BEGIN RECORDS

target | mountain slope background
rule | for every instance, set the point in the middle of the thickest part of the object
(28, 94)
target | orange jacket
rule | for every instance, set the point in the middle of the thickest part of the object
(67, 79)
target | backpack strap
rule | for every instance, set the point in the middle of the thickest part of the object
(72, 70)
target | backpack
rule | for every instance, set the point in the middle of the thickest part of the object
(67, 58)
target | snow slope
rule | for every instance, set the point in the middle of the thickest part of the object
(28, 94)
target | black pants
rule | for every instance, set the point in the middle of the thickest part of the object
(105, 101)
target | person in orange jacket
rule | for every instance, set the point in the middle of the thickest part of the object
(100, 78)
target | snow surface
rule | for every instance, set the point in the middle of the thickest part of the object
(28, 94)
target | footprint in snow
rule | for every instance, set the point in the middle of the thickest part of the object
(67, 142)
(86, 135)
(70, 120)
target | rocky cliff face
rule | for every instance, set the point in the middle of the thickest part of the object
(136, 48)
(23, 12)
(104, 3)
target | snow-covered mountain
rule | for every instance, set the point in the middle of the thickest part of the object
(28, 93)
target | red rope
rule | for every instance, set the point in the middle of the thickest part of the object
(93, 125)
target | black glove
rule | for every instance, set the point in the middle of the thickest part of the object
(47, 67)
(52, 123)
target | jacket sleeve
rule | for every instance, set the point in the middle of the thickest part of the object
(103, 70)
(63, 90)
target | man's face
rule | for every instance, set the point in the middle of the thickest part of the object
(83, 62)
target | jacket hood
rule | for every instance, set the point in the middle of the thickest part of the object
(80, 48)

END RECORDS

Wherever a line in the data above holds "backpack", copy that line.

target | backpack strap
target | backpack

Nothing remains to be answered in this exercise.